◆ Work item ◆
Within the entries that follow, show each line where the word "shown" occurs.

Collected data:
# # # # # # #

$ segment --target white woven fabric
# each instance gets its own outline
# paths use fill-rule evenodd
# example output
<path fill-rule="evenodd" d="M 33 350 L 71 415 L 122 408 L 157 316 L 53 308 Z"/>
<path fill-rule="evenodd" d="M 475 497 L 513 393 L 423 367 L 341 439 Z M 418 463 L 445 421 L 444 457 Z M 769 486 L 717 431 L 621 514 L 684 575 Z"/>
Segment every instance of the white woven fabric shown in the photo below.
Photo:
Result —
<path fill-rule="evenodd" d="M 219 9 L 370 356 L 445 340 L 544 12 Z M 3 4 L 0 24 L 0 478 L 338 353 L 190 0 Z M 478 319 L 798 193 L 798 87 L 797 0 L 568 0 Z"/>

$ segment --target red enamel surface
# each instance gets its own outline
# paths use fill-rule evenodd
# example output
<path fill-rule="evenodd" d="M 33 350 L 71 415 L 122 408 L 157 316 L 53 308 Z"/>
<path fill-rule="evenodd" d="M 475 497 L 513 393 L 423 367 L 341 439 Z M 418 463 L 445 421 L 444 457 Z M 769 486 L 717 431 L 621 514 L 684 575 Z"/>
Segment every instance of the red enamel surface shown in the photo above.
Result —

# # # # # # #

◆ Result of the exercise ◆
Segment every instance of the white woven fabric shown in the photo below.
Segment every instance of the red enamel surface shown in the photo above.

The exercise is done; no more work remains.